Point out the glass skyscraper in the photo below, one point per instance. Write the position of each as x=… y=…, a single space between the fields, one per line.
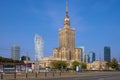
x=107 y=53
x=91 y=56
x=39 y=45
x=15 y=52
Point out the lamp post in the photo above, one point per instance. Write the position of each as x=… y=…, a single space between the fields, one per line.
x=61 y=64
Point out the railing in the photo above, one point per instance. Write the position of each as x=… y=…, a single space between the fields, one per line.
x=34 y=75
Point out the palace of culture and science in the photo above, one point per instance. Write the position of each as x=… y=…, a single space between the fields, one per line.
x=66 y=50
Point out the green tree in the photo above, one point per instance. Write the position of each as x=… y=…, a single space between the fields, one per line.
x=83 y=65
x=108 y=64
x=114 y=63
x=74 y=64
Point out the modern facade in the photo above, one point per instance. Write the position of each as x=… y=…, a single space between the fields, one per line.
x=107 y=53
x=91 y=56
x=23 y=58
x=67 y=50
x=15 y=52
x=86 y=58
x=39 y=46
x=97 y=65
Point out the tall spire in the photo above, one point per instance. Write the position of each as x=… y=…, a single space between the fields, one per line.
x=66 y=20
x=66 y=8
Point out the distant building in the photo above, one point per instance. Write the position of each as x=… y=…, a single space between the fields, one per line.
x=107 y=53
x=91 y=56
x=23 y=58
x=86 y=58
x=39 y=45
x=67 y=49
x=15 y=52
x=82 y=54
x=97 y=65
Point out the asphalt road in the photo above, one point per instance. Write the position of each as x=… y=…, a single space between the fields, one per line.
x=89 y=76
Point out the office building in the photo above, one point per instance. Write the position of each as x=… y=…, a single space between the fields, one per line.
x=67 y=50
x=91 y=56
x=39 y=45
x=107 y=53
x=15 y=52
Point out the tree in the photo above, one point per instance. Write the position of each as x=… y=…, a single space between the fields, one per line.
x=114 y=63
x=74 y=64
x=83 y=65
x=108 y=64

###

* **WORK TO BE COMPLETED**: Could you print the rows verbatim, starting with the line that contains "Point out the distant" (include that line) and continuing through the last line of the rows?

* **RESPONSE TO THIS TASK**:
Point out the distant building in the photo above, one point per instance. Write the position of each as x=… y=…, a single space between the fields, one per line.
x=107 y=53
x=91 y=56
x=23 y=58
x=86 y=58
x=39 y=45
x=67 y=49
x=15 y=52
x=82 y=54
x=97 y=65
Point out the asphalt road in the photo above, one point per instance. Write the position of each as x=… y=…, a single space between the fields, one per line.
x=89 y=76
Point out the office building in the photo above, one point per instance. Write the position of each as x=… y=…, a single space between the fields, one per line.
x=67 y=50
x=91 y=56
x=39 y=45
x=107 y=53
x=15 y=52
Point out the tree in the photo above, one point per instance. Write the position of each as x=… y=…, a single space between the fields, one per line.
x=114 y=63
x=74 y=64
x=83 y=65
x=108 y=64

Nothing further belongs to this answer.